Document extract =
Also, Twitter for iPad is currently still the version that began life as Tweetie for iPad by Loren Brichter of Atebits but was bought and rebranded by Twitter before release. Twitter has since redesigned the iPhone version of Tweetie/Twitter, and we expect will be redesigning the iPad version soon as well. When that happens, the pros and cons listed here will change dramatically, and we’ll do an update.

Similarities

Since Twitterrific, Twitter, and Tweetbot are all Twitter apps for iPad, there are a great many similarities. They all have timelines to see the tweets of the people you follow. They all show you mentions, lists, and direct messages. They all let you search and see favorites. They all let you compose new tweets and direct messages. But the way in which they go about doing this varies greatly.

Reading Experience

Twitterrific puts everything in one place with a unified timeline, full sidebar, and lots of popovers

Twitterrific has a combined timeline, so you see all the tweets of the people you follow listed alongside your @mentions and direct messages. You can read @mentions and direct messages as separate lists, but there’s no option to separate view just the tweets of the people you follow. The sidebar contains those tabs, as well as search, recent searches, lists, and current trends.

Entries for pointing at named objects
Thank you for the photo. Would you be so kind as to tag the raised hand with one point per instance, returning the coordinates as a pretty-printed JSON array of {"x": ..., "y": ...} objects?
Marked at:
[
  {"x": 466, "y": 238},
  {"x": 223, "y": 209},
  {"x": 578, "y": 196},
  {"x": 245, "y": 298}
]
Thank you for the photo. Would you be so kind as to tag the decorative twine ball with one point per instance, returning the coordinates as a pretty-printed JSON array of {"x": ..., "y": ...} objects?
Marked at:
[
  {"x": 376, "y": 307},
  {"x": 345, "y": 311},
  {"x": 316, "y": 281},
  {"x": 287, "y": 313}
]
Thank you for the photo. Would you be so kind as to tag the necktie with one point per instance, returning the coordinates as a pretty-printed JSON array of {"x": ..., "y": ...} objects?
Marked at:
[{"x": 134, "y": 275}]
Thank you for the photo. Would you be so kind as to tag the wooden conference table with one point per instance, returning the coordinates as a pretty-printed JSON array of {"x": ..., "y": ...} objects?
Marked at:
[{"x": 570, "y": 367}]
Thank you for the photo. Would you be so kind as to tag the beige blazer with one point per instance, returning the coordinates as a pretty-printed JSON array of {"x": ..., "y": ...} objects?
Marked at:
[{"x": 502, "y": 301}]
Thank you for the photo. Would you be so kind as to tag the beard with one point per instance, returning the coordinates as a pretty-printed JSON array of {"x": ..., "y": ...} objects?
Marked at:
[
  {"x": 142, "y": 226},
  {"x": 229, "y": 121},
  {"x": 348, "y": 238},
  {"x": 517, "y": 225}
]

Task brief = From the Twitter iPad app comparison, reproduce word for word the part that opens with the words containing "Since Twitterrific, Twitter, and" and closes with "this varies greatly.". Rely only on the Twitter iPad app comparison for what comes next.

Response for this exercise =
Since Twitterrific, Twitter, and Tweetbot are all Twitter apps for iPad, there are a great many similarities. They all have timelines to see the tweets of the people you follow. They all show you mentions, lists, and direct messages. They all let you search and see favorites. They all let you compose new tweets and direct messages. But the way in which they go about doing this varies greatly.